* **Выбранный отрывок**:
━━━━━━━━━━━━━━━━

О творческой природе разрушения и разрушительном характере креативности
2019-07-15 Василий Пихорович
Что касается творческой природы разрушения, то это стало понятно еще на заре философии. «Война - отец всех вещей» - говорил Гераклит. Ненависть, похожая на огонь, рядом с Любовью - согласно Эмпедоклу, - является активным началом мира, причем именно таким началом, которое порождает многообразие вещей, в отличие от «липкой», «влажной» Любви, которая превращает все в однородную, неподвижную массу.
В философии Платона эти полумифологические догадки греческих натурфилософов получают достаточно четкую логическую форму как при решении проблемы единства и взаимопроникновения противоположностей единого и многообразного, так и собственно на гносеологическом уровне, когда Платон устами Парменида из одноименного диалога доказывает, что вечные и неизменные идеи не могут существовать отдельно от вещей, которые, в отличие от идей, постоянно возникают и исчезают, то есть представляют собой процесс постоянного разрушения заложенной в идеях своей собственной сущности, одновременно являясь процессом порождения не только отдельных вещей, но и самой сущности.

━━━━━━━━━━━━━━━━

* **Задание**:
Приведите заново фрагмент текста о творческой природе разрушения, начиная со слов, содержащих «В философии Платона», и заканчивая «и самой сущности.», поменяв в нём «Парменида» на «Сократа».

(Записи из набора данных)
━━━━━━━━━━━━━━━━

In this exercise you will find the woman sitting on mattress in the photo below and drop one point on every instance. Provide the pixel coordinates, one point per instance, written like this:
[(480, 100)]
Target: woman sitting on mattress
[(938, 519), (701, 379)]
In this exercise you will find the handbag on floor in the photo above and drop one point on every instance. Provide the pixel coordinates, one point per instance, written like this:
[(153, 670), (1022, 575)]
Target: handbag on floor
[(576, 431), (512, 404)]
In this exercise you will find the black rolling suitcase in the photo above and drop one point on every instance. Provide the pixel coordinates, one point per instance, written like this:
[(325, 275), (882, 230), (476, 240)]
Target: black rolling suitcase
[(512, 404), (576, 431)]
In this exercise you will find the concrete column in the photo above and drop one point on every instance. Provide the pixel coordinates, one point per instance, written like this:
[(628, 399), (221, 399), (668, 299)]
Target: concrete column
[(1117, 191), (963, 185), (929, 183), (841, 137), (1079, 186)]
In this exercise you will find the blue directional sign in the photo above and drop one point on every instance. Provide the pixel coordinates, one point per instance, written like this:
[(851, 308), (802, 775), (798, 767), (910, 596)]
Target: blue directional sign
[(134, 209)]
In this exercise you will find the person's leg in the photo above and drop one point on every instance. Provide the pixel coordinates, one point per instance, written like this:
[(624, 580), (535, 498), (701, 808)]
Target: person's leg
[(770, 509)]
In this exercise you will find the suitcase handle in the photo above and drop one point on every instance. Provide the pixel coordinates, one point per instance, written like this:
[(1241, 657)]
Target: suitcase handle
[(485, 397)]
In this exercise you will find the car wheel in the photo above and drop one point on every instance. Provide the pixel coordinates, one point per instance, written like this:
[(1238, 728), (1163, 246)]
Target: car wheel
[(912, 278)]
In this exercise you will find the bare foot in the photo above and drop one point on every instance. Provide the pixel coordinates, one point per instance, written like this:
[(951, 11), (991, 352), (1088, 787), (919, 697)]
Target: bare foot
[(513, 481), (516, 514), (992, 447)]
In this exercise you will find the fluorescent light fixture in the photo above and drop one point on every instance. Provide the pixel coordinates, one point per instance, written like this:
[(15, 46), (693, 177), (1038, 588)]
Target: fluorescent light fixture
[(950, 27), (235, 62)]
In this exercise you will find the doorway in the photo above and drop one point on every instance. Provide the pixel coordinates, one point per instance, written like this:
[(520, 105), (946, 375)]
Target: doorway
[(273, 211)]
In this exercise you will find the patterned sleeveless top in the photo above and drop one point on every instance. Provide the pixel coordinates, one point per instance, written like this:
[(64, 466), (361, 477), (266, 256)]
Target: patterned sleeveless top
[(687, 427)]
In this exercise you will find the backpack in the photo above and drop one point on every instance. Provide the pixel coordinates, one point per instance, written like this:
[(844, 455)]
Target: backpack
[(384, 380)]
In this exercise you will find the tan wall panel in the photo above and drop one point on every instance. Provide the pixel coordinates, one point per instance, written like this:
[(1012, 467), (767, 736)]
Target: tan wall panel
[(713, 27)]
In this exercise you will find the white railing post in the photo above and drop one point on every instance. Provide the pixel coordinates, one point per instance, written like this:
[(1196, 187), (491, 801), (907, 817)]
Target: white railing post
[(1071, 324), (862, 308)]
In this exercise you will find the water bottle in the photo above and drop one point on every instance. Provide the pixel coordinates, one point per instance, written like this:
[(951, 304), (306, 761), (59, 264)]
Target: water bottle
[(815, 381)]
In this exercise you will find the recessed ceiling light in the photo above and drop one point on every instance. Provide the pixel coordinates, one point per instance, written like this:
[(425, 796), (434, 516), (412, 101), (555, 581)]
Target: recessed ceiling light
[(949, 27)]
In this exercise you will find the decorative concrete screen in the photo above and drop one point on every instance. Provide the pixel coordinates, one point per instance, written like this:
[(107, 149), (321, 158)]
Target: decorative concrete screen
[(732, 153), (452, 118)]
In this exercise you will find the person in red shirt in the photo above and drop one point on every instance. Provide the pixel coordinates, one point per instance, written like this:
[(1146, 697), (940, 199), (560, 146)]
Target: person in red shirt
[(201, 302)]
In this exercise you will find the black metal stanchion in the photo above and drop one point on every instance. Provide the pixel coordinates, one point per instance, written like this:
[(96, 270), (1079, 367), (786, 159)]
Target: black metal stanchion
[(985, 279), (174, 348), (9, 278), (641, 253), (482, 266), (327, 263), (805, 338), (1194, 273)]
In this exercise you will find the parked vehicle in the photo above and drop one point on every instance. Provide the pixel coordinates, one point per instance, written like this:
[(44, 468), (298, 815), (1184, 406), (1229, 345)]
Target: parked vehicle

━━━━━━━━━━━━━━━━

* **Решение задания**:
В философии Платона эти полумифологические догадки греческих натурфилософов получают достаточно четкую логическую форму как при решении проблемы единства и взаимопроникновения противоположностей единого и многообразного, так и собственно на гносеологическом уровне, когда Платон устами Сократа из одноименного диалога доказывает, что вечные и неизменные идеи не могут существовать отдельно от вещей, которые, в отличие от идей, постоянно возникают и исчезают, то есть представляют собой процесс постоянного разрушения заложенной в идеях своей собственной сущности, одновременно являясь процессом порождения не только отдельных вещей, но и самой сущности.